What needs to be done: Beginning with the line that holds "Would you be able to point to the yellow" in the data below, give again every line through the one that holds "Would you be able to point to the red", exactly as written.

Exercise material:
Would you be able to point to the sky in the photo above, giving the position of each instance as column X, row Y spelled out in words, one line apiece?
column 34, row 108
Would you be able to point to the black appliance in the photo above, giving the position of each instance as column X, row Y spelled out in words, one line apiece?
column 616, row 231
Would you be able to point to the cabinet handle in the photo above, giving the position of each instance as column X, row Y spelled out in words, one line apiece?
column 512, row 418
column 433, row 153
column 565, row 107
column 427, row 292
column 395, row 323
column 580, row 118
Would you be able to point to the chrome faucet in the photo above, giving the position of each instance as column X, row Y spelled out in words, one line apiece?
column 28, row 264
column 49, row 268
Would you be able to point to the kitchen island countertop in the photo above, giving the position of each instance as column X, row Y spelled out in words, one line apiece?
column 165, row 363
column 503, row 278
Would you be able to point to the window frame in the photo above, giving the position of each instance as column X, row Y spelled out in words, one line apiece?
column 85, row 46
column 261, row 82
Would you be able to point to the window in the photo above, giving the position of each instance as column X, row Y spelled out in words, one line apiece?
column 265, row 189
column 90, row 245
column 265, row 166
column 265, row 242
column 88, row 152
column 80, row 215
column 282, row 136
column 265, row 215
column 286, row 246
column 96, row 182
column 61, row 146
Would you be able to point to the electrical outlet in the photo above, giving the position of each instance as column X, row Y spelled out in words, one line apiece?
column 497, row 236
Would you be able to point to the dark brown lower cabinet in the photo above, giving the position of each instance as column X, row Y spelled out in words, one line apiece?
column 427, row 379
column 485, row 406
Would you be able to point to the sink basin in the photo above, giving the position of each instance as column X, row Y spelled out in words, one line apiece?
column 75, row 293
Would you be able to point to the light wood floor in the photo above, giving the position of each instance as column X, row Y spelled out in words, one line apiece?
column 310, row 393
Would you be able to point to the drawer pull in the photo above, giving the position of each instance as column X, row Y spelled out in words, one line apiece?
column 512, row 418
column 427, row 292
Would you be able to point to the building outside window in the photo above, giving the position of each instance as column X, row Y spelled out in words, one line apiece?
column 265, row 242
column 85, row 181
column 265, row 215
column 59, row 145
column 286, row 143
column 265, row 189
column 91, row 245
---
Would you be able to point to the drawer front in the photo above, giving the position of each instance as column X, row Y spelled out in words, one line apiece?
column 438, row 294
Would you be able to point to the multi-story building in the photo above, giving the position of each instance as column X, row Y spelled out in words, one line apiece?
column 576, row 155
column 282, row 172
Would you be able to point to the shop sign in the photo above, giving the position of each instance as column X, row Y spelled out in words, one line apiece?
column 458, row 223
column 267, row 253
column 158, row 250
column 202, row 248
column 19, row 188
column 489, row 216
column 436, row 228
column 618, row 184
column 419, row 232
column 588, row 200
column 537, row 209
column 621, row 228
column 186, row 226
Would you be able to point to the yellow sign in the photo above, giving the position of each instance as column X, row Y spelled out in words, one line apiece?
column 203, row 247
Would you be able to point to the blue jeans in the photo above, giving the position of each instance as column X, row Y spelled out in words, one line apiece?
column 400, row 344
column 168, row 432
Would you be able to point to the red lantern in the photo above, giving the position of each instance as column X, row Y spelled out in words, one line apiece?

Response below:
Would you be able to point to the yellow sign in the photo above, giving the position of each instance as column X, row Y spelled out in words, one line apiece?
column 203, row 247
Would you be able to point to the blue jeans in the photo above, giving the position of each instance as column X, row Y spelled out in words, one line apiece?
column 400, row 344
column 168, row 432
Would you be able to point to the red lantern in the photo above, giving the position of each instance as column X, row Y spelled out in words, one line apiece?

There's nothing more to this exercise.